Stored data:

-- -- --

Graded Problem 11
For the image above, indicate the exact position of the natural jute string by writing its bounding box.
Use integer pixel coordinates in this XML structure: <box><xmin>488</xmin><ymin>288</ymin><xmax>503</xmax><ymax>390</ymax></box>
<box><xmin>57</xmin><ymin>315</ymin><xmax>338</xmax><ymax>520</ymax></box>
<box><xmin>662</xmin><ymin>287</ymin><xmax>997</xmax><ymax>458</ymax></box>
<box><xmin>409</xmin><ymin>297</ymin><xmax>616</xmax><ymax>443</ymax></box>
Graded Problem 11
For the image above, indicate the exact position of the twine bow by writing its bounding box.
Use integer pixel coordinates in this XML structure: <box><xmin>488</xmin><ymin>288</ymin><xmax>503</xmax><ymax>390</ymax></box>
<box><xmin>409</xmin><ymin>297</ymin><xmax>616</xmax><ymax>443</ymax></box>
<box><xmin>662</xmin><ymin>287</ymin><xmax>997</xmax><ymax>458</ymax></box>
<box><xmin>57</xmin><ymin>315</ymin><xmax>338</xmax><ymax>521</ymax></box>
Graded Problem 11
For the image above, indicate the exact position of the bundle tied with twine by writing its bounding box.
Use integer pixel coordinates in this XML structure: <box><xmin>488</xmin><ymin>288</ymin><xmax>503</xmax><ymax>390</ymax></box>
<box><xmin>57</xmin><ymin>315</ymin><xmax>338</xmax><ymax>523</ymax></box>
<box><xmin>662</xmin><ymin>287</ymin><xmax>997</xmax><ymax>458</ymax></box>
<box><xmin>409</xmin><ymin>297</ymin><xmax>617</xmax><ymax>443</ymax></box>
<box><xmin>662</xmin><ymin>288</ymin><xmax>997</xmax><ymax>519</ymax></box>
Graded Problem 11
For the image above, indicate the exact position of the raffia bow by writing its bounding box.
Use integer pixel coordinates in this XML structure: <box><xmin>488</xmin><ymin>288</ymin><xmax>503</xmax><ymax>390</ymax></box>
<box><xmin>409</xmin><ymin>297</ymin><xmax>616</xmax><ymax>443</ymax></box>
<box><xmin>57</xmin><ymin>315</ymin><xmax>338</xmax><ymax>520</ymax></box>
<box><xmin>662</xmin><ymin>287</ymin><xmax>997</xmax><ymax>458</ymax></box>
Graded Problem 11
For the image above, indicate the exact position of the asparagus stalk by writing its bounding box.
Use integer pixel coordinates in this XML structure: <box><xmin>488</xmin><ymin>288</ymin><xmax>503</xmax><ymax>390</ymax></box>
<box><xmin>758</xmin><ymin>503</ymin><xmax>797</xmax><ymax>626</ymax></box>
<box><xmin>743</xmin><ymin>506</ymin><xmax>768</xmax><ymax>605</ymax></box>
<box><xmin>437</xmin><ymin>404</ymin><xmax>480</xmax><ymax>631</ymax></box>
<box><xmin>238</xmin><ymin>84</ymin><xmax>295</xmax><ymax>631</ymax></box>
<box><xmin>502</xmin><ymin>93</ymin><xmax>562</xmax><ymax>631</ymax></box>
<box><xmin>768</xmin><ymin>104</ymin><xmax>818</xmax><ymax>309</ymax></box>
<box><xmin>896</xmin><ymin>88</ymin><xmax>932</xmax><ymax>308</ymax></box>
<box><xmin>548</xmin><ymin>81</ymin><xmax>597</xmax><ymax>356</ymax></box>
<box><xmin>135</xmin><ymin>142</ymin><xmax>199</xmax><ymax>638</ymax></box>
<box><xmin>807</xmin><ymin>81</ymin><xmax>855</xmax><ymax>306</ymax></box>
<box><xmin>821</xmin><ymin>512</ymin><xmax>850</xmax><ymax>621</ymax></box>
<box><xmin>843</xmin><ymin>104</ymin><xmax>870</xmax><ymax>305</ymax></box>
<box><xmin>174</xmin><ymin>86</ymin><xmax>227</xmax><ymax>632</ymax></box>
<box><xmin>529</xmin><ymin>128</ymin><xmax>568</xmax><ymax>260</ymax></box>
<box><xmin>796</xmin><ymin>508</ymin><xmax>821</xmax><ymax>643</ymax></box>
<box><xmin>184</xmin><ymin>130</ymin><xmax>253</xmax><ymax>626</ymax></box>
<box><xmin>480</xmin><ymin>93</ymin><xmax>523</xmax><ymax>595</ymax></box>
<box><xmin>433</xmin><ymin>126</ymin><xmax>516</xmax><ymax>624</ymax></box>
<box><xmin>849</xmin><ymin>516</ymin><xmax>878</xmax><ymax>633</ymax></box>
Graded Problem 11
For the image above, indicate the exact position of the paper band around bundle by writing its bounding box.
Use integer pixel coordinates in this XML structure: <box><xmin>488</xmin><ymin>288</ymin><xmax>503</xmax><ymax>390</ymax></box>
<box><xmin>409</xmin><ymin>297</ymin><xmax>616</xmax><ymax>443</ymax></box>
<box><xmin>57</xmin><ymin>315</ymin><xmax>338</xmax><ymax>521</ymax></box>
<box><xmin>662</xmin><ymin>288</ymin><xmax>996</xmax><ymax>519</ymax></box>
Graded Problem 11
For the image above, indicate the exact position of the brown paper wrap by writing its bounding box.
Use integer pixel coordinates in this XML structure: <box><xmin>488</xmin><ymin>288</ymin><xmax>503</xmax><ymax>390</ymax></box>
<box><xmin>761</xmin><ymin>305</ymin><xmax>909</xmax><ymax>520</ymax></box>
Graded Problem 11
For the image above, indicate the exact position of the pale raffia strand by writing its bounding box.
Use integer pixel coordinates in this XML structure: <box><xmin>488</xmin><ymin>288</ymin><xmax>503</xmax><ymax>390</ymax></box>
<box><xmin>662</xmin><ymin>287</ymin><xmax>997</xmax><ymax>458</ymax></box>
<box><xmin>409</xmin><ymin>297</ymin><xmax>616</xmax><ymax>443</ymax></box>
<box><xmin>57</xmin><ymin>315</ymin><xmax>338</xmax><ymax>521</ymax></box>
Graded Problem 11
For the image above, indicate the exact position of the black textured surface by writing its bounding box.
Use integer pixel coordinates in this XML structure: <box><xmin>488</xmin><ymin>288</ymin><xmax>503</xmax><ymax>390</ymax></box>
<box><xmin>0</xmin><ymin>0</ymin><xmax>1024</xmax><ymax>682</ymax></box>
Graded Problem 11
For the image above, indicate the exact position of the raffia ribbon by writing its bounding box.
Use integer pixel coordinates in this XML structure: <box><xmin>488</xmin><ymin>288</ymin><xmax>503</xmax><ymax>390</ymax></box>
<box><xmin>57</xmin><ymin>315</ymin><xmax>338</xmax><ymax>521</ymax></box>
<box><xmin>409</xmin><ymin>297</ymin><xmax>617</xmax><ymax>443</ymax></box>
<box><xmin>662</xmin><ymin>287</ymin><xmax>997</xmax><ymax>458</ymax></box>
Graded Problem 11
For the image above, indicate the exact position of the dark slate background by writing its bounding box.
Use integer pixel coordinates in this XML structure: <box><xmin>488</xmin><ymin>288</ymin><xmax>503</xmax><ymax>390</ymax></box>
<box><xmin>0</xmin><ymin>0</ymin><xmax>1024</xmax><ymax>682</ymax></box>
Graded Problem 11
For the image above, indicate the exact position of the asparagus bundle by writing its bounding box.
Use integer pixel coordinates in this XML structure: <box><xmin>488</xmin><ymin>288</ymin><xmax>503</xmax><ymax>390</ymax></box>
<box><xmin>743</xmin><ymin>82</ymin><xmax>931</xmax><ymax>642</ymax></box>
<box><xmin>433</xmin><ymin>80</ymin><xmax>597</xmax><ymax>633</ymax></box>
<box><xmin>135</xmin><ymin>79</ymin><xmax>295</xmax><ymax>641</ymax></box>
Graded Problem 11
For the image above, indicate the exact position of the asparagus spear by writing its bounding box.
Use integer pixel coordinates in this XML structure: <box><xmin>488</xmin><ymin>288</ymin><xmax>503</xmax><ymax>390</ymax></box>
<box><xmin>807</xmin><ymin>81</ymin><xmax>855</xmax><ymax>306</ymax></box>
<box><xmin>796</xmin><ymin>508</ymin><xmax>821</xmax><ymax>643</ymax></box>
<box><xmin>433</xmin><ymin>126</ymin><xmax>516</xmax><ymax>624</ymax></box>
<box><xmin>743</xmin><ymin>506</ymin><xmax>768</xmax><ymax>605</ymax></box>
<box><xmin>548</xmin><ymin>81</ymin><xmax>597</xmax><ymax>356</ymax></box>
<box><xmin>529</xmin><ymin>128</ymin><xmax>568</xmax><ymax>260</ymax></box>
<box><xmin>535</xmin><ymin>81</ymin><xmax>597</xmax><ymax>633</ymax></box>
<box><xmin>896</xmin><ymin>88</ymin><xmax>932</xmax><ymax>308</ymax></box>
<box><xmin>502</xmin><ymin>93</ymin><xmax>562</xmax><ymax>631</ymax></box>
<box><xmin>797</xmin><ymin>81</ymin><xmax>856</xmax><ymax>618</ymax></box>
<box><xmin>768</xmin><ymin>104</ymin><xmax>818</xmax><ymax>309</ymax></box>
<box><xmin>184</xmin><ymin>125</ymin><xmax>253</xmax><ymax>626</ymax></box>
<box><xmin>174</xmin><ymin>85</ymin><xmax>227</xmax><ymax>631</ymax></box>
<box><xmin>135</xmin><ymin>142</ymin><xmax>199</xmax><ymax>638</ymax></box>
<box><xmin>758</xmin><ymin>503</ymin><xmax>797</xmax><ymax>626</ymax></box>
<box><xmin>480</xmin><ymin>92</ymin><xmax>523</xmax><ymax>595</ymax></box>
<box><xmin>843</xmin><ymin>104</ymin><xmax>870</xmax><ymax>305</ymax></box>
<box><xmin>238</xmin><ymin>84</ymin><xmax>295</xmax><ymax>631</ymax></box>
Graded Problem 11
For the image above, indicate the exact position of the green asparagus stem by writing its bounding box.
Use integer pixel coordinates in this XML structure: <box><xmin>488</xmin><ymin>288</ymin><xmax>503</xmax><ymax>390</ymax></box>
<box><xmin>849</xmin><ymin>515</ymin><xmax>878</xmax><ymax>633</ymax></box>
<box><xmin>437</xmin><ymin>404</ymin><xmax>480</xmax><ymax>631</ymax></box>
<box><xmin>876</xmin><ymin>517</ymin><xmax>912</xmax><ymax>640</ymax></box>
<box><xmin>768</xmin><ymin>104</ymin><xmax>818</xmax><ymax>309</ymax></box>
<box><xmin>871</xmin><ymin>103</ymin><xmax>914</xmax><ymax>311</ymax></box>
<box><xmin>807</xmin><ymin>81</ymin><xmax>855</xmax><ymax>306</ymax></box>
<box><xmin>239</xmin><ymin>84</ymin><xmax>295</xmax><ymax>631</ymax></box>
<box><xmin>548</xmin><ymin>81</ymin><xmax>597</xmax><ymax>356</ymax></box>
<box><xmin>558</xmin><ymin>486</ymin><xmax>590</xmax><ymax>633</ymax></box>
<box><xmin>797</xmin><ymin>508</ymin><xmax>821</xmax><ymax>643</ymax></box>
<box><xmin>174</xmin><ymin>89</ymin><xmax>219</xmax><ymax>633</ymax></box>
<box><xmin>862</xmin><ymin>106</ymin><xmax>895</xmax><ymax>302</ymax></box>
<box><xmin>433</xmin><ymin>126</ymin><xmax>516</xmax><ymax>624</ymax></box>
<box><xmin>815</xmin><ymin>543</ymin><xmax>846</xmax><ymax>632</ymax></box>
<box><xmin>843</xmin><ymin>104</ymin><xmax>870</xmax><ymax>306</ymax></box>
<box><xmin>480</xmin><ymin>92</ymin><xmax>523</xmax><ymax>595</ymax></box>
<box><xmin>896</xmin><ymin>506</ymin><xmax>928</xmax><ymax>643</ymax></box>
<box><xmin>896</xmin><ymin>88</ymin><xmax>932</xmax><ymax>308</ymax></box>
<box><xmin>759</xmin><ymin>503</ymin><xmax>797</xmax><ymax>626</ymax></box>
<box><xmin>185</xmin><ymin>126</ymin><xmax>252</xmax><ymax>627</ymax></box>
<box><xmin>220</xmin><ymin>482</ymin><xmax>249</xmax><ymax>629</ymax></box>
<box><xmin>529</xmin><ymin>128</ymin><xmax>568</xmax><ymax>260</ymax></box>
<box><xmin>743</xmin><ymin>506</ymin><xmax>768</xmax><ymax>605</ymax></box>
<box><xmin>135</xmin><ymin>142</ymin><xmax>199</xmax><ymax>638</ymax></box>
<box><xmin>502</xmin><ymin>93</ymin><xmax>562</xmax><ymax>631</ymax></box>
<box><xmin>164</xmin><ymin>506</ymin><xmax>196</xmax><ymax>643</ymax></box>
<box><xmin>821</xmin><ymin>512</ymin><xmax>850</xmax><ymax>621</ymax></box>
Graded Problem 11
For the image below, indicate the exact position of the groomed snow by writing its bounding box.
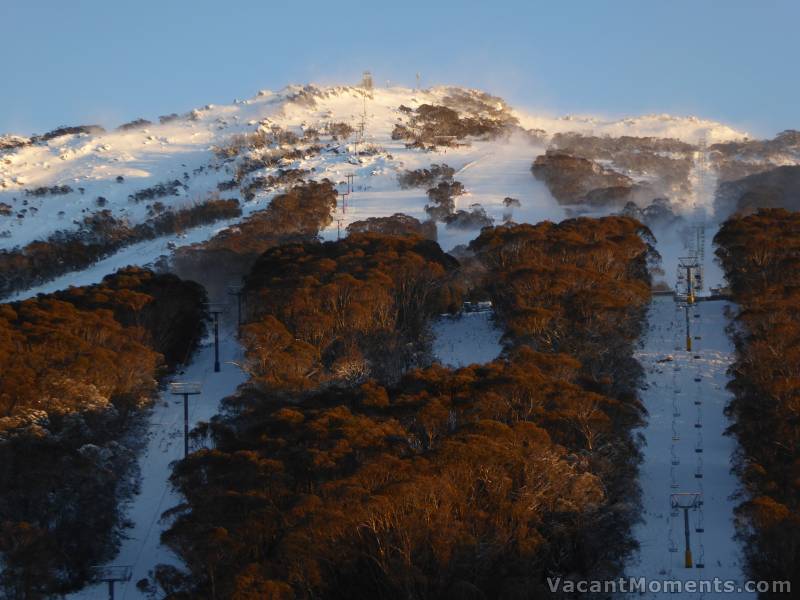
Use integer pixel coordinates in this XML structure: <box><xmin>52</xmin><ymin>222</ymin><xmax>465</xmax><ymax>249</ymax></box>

-- -- --

**Requirements**
Gather every line of the records that contains the word "paper" and list them.

**The result**
For the image above, indicate the exact position of the paper band around bundle by writing its bounding box.
For the image above, indicate the exact position of the brown paper wrap by writing its bounding box.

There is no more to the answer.